● What the task asks
Each line from the one holding "Need: for every instance of the small" through the final line of the data below is to be given again exactly, and no other line is to appear.

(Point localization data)

--- --- ---

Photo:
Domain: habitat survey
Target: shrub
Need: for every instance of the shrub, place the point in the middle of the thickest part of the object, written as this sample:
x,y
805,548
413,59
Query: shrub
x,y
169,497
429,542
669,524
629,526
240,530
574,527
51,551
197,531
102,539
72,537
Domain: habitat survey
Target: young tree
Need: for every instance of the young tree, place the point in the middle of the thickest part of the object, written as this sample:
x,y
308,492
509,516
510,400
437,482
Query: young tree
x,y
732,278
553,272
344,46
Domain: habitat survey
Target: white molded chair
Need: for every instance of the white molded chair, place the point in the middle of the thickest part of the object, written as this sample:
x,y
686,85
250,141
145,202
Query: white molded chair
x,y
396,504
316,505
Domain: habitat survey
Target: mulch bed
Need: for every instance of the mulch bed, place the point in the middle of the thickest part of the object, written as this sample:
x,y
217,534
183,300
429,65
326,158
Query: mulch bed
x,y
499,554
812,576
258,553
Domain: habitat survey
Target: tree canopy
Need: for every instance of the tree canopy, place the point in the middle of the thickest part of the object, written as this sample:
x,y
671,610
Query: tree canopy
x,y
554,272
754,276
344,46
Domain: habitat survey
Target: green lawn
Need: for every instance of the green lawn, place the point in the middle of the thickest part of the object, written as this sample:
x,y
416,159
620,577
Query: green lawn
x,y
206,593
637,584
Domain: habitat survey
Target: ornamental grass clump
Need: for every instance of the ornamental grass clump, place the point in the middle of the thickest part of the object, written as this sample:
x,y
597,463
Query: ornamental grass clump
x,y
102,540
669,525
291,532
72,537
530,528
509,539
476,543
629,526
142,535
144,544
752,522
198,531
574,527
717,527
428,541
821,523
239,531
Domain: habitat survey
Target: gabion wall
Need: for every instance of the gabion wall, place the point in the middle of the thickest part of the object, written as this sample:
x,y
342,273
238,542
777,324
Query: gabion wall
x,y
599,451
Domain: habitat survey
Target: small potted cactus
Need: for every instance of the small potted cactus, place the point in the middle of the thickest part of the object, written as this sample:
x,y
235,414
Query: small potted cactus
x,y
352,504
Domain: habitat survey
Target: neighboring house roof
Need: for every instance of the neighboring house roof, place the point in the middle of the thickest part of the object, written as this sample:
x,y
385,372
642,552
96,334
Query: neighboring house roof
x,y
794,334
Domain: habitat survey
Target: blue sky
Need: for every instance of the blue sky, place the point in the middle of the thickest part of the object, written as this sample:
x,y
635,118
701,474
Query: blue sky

--- --- ---

● The answer
Need: for every instance of the small potted cactus, place the point in the middle of the thickest part of the object, written as this sample:
x,y
235,414
Query: small potted cactus
x,y
352,504
Domain: habitat survey
Target: neighboring house roof
Need: for every instance of the neighboring house roof, place the point in the middle of the thickest part of the object, written as this sample:
x,y
385,372
642,552
96,334
Query: neighboring house roof
x,y
794,334
Domain: habitat survey
Target: blue sky
Need: for every instance of the blue sky, place the point in the middle of the thickest part of the object, written as this sample:
x,y
635,118
701,474
Query: blue sky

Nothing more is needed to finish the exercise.